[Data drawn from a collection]
>> Start

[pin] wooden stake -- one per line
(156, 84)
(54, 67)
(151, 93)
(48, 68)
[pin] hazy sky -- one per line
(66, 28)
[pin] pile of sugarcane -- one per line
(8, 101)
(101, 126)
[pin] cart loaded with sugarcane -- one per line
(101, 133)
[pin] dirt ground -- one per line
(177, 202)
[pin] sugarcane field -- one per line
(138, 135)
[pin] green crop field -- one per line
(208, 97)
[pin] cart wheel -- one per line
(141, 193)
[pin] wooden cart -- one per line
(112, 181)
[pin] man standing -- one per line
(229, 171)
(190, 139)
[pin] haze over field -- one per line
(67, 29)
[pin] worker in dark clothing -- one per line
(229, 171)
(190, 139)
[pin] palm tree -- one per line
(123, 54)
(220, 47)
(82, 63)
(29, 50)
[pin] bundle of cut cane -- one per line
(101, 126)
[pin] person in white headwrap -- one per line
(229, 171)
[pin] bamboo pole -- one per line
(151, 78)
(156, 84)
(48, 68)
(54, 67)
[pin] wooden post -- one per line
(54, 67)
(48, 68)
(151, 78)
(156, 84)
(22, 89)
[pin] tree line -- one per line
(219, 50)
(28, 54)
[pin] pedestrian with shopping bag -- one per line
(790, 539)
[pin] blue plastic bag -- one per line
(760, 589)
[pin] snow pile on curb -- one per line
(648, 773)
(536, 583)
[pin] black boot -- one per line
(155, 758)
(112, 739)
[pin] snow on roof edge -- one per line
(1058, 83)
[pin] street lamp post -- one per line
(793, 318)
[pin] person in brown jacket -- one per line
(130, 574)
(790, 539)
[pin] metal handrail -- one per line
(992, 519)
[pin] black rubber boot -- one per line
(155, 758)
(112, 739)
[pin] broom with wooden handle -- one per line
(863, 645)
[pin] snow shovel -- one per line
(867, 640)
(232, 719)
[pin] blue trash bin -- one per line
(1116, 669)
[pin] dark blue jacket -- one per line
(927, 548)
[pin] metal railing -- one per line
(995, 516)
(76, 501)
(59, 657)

>> End

PROMPT: Can you copy out, word for word, the part of the items above that opens with the line containing "[pin] snow on roof edge -- one per line" and closes with the last line of the items, including both of those lines?

PROBLEM SOLUTION:
[pin] snow on roof edge -- one per line
(1058, 83)
[pin] street lamp post -- one per line
(793, 318)
[pin] person in brown jacket -- one per line
(130, 574)
(790, 539)
[pin] metal handrail -- one per line
(992, 519)
[pin] black rubber boot -- one per line
(155, 758)
(112, 739)
[pin] broom with wooden handle -- one per line
(863, 645)
[pin] snow shovel -- one per line
(867, 640)
(232, 719)
[pin] blue trash bin -- one per line
(1116, 669)
[pin] dark blue jacket -- one per line
(927, 548)
[pin] metal railing -- one per line
(995, 516)
(76, 501)
(59, 657)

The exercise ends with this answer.